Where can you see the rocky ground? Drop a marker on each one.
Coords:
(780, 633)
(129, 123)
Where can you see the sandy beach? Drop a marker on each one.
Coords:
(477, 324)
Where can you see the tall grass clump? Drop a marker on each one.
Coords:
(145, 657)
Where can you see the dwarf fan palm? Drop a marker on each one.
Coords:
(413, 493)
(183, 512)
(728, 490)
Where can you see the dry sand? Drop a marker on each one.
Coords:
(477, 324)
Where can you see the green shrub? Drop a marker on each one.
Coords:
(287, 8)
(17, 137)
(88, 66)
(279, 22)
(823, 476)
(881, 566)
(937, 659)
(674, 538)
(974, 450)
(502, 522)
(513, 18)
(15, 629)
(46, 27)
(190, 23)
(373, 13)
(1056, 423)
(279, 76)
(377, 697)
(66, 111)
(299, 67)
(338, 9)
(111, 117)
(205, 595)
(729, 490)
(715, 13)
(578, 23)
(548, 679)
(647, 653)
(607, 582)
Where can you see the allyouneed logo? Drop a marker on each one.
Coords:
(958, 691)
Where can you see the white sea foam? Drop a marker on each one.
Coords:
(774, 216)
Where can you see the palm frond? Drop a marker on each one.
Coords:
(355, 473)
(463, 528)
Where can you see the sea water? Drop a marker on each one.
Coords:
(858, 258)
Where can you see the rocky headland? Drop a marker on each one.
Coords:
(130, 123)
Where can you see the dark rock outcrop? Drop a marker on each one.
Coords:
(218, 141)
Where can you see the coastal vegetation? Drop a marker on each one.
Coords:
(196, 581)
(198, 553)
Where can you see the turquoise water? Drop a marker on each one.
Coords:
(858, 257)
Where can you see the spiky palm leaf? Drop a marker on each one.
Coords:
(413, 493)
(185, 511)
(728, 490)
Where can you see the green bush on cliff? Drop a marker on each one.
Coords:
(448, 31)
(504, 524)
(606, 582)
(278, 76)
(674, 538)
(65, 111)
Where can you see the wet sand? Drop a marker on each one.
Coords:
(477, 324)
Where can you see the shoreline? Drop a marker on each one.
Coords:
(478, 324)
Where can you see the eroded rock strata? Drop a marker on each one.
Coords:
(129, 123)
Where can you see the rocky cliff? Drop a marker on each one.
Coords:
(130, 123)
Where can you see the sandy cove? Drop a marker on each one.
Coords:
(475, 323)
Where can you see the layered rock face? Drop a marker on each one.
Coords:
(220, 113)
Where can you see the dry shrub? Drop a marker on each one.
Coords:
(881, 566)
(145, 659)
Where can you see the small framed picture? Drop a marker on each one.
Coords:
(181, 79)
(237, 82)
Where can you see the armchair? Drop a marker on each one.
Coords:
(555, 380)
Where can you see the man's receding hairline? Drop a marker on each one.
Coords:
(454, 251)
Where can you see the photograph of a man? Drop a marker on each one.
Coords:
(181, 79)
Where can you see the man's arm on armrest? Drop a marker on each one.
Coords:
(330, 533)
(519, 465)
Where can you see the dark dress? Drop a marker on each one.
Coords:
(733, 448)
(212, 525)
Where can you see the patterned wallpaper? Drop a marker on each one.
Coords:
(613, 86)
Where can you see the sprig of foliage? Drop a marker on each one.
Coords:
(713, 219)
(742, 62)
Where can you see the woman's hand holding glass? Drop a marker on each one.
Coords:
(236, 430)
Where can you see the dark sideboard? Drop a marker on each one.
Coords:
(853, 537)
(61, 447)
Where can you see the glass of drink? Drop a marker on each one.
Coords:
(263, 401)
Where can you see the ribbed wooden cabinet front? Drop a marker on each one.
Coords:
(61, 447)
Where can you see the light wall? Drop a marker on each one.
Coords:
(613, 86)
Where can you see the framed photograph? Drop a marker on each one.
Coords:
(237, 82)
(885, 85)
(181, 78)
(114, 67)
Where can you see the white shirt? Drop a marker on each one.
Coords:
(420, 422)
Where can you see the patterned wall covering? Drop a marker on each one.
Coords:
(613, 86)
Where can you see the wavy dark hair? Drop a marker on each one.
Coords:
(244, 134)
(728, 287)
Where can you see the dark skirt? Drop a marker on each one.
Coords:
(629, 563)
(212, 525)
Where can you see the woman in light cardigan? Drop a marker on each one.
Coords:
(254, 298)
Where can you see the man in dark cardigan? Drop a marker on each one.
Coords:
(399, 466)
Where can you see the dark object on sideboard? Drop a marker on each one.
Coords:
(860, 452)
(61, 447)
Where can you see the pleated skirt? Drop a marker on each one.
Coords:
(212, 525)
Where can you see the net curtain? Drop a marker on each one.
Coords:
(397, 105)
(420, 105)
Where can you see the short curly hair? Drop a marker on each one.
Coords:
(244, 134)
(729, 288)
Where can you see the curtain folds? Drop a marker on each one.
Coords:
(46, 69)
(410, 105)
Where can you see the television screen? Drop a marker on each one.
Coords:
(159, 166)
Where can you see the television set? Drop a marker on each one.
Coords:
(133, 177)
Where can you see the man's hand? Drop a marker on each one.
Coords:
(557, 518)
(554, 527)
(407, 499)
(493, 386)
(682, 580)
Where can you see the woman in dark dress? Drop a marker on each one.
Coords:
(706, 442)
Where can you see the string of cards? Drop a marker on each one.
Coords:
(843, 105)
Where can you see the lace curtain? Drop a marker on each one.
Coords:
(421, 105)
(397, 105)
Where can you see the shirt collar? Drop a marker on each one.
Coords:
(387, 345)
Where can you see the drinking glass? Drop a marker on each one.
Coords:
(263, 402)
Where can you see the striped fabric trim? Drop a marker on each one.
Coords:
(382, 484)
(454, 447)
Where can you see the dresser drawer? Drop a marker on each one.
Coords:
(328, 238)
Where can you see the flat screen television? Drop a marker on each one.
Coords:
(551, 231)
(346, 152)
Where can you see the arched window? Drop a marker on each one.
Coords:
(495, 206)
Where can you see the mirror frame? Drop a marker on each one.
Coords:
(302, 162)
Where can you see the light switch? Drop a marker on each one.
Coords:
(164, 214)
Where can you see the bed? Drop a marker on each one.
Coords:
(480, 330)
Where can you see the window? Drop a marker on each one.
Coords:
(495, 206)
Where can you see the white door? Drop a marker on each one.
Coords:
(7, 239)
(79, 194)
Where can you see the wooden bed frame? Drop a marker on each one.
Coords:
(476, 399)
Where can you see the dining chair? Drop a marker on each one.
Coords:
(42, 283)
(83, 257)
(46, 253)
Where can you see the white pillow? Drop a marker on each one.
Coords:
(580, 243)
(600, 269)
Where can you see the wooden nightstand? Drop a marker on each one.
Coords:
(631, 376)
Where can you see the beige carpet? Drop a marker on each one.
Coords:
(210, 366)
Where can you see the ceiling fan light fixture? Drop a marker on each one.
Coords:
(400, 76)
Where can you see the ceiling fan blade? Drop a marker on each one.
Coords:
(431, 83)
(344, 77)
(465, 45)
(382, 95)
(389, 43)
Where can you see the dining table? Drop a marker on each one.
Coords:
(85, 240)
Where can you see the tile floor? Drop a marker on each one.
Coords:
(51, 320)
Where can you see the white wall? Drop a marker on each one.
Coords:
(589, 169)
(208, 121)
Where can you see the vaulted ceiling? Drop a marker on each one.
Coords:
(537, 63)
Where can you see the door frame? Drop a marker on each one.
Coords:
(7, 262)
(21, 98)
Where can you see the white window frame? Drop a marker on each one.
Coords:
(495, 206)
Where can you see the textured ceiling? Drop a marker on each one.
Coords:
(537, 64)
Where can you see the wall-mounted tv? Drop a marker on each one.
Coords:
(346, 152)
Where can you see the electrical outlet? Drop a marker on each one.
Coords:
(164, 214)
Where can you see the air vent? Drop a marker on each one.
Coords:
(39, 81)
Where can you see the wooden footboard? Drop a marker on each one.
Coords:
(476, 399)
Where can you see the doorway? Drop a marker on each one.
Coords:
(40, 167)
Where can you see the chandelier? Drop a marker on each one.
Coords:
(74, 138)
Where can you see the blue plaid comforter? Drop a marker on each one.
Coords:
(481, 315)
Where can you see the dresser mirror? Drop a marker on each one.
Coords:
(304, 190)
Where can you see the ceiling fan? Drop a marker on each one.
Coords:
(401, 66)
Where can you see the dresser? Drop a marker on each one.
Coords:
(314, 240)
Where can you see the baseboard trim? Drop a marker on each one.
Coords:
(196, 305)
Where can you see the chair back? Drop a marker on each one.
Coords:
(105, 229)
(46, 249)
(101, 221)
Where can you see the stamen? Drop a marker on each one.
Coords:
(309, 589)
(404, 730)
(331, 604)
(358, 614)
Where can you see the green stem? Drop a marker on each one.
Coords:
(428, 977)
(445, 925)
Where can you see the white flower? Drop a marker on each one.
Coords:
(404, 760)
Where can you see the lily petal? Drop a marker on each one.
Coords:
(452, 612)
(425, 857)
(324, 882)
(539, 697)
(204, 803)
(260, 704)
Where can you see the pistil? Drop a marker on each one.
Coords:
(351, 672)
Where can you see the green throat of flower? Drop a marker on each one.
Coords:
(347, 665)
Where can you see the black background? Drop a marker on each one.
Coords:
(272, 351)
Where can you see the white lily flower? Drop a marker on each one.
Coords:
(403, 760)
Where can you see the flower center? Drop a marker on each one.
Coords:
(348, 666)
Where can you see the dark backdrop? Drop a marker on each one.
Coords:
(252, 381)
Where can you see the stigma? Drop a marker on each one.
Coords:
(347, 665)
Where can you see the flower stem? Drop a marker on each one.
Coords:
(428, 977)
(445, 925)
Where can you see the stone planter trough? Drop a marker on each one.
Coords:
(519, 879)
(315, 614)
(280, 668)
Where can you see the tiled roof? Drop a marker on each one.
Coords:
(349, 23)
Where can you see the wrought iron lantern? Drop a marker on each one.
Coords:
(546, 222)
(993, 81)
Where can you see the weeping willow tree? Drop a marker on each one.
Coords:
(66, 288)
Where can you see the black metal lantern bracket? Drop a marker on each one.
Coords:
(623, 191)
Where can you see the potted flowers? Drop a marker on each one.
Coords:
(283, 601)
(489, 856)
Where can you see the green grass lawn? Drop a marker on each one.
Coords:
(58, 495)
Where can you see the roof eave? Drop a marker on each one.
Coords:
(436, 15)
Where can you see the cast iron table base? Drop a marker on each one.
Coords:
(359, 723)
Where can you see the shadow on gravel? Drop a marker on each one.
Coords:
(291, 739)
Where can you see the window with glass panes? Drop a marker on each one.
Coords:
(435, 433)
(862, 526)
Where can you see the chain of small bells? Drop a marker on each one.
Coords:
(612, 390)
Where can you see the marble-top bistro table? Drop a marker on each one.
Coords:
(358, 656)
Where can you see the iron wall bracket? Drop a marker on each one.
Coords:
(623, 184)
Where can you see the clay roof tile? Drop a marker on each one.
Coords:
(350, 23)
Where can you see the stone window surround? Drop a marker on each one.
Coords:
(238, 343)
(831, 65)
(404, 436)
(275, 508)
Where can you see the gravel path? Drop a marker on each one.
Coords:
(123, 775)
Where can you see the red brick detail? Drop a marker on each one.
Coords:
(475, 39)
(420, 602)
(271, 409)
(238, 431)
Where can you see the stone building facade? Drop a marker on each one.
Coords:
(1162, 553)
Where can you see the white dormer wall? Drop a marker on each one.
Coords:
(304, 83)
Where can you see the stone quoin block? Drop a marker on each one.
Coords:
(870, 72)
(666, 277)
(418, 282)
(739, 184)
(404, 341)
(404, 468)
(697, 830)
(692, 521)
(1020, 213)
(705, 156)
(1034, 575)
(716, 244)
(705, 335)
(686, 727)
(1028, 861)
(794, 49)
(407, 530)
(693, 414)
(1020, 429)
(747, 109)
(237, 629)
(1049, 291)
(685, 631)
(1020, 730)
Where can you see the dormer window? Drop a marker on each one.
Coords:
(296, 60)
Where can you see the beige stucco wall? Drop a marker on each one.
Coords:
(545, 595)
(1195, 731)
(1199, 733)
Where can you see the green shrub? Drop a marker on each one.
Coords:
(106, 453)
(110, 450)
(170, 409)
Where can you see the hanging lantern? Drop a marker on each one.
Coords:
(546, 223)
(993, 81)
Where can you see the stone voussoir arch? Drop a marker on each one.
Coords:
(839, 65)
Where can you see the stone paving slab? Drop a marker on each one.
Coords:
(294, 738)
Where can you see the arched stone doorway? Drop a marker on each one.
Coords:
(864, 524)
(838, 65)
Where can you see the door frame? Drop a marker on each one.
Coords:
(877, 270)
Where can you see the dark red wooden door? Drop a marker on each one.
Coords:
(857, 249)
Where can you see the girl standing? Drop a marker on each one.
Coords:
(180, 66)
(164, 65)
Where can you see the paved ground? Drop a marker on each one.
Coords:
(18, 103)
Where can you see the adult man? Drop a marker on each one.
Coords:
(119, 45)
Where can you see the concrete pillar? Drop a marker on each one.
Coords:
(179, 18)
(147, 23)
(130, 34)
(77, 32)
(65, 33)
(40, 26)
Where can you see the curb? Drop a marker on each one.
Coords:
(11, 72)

___

Go line by line through the data, copying each one that contains the word "television".

RESPONSE TO THIS TASK —
Where can you see the television screen? Drop a marker on each one.
Where can you see the television set? Drop a marker on each one.
Where can you see the flat screen television? Drop a marker on each one.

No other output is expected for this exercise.